## Exercise task:
Reproduce every one of the rows below word for word.

## Data in this exercise:

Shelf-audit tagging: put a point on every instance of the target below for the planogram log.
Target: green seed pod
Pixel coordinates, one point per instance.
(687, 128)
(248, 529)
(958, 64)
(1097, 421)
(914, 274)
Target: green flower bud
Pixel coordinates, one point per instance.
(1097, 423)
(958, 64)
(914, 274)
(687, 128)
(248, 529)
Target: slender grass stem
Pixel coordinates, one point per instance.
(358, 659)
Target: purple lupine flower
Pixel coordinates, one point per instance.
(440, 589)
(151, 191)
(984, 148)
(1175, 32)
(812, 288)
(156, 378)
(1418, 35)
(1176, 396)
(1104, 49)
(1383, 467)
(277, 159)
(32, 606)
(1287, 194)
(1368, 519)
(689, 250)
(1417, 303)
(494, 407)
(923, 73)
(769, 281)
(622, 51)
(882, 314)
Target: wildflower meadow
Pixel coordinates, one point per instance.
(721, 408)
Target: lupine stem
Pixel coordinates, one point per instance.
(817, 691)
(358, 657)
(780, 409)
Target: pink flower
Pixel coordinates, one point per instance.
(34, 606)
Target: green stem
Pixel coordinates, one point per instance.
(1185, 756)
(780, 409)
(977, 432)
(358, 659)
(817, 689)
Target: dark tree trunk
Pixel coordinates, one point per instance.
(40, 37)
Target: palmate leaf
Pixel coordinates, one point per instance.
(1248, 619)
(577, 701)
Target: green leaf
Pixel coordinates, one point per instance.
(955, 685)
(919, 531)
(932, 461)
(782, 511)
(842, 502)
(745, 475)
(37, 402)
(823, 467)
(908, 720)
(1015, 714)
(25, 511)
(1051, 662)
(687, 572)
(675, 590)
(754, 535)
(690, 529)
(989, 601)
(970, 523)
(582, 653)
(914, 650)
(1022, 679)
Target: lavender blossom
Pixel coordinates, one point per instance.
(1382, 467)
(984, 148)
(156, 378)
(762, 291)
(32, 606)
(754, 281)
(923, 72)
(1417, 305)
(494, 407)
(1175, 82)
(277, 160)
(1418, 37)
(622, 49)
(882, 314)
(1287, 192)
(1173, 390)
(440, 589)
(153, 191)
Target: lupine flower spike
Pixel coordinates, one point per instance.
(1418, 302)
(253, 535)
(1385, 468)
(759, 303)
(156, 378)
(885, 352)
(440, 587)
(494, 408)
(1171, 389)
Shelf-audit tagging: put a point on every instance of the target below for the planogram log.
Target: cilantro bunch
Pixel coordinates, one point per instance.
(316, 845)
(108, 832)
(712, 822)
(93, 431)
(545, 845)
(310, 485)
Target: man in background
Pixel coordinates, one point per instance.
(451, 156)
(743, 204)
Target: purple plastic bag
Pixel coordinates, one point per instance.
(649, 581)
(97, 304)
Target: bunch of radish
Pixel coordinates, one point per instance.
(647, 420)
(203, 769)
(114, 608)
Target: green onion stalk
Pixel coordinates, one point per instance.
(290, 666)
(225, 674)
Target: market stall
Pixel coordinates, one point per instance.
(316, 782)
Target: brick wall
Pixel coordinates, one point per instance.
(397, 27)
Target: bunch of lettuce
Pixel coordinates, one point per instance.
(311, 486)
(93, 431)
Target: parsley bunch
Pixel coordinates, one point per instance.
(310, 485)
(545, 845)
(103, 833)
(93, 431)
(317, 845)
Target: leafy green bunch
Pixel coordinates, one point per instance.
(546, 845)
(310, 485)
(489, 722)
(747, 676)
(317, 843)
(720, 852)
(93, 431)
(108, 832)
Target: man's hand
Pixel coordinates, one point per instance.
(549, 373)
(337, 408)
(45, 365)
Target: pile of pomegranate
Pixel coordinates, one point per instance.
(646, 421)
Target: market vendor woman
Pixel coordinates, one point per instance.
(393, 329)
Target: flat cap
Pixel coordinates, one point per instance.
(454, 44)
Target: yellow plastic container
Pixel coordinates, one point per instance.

## Written response:
Shelf-audit tagging: put a point on every instance of the target below for the planogram log.
Target: green seed pod
Pixel coordinates, one point per instance.
(687, 128)
(248, 529)
(958, 64)
(1097, 421)
(914, 274)
Target: green flower bud
Pixel coordinates, one point per instance.
(1097, 423)
(958, 64)
(914, 274)
(687, 128)
(248, 529)
Target: slender grass stem
Pixel coordinates, one point per instance.
(358, 659)
Target: purple lupine flower
Pixel coordinates, one point per instance.
(440, 589)
(151, 191)
(984, 148)
(1175, 32)
(812, 288)
(156, 378)
(1418, 35)
(1176, 396)
(1104, 49)
(1383, 467)
(277, 159)
(32, 606)
(1287, 194)
(1368, 519)
(689, 250)
(1417, 303)
(494, 407)
(923, 73)
(769, 281)
(622, 51)
(882, 314)
Target: wildflower meadow
Pixel coordinates, one point per instance.
(721, 408)
Target: lupine stem
Pixel coordinates, one point per instance.
(817, 691)
(358, 657)
(780, 409)
Target: pink flower
Pixel coordinates, one point per instance.
(34, 606)
Target: green stem
Pixel coordinates, one point per instance.
(1185, 756)
(780, 409)
(977, 432)
(358, 659)
(817, 689)
Target: dark tree trunk
Pixel coordinates, one point per instance.
(40, 37)
Target: palmate leaf
Pixel coordinates, one point per instance.
(1248, 619)
(577, 701)
Target: green leaf
Pixel coordinates, one point per instance.
(955, 685)
(919, 531)
(932, 461)
(782, 511)
(842, 502)
(745, 475)
(37, 402)
(823, 467)
(908, 720)
(1015, 714)
(25, 511)
(1051, 662)
(687, 572)
(675, 590)
(754, 535)
(690, 529)
(989, 601)
(970, 523)
(582, 653)
(914, 650)
(1022, 679)
Target: lavender blossom
Pixel coordinates, one point per instance.
(1382, 467)
(984, 148)
(156, 378)
(762, 291)
(32, 606)
(754, 281)
(923, 72)
(1417, 305)
(494, 407)
(1175, 82)
(277, 160)
(1418, 37)
(622, 49)
(882, 314)
(1287, 192)
(1173, 390)
(440, 589)
(153, 191)
Target: lupine flower spike
Pixel coordinates, one point per instance.
(1418, 302)
(253, 535)
(1385, 468)
(759, 303)
(156, 378)
(885, 352)
(440, 587)
(494, 408)
(1171, 389)
Shelf-audit tagging: put a point on every instance of the target below for the planogram log.
Target: cilantro bunch
Pixel coordinates, one point per instance.
(316, 845)
(108, 832)
(712, 822)
(93, 431)
(545, 845)
(310, 485)
Target: man in background
Pixel coordinates, one point per instance.
(451, 156)
(743, 204)
Target: purple plastic bag
Pixel coordinates, one point per instance.
(649, 581)
(97, 304)
Target: bunch of radish
Pixel coordinates, one point per instance.
(647, 420)
(203, 769)
(114, 608)
Target: green onion stalk
Pixel coordinates, one point per instance.
(290, 666)
(225, 674)
Target: market stall
Pixel coordinates, one point per instance.
(316, 782)
Target: brick wall
Pixel coordinates, one point per instance.
(397, 27)
Target: bunch of lettuce
Pixel coordinates, one point per instance.
(311, 486)
(93, 431)
Target: parsley bunch
Pixel coordinates, one point per instance.
(310, 485)
(545, 845)
(103, 833)
(93, 431)
(317, 845)
Target: leafy green bunch
Pixel coordinates, one point per instance.
(546, 845)
(310, 485)
(489, 722)
(747, 676)
(317, 843)
(720, 852)
(93, 431)
(108, 832)
Target: man's hand
Pixel coordinates, one point per instance.
(549, 373)
(337, 408)
(45, 365)
Target: pile of pomegranate
Pixel coordinates, one point per instance.
(646, 421)
Target: market vendor woman
Pixel coordinates, one point per instance.
(393, 329)
Target: flat cap
Pixel coordinates, one point per instance.
(454, 44)
Target: yellow plastic container
Pixel coordinates, one point per instance.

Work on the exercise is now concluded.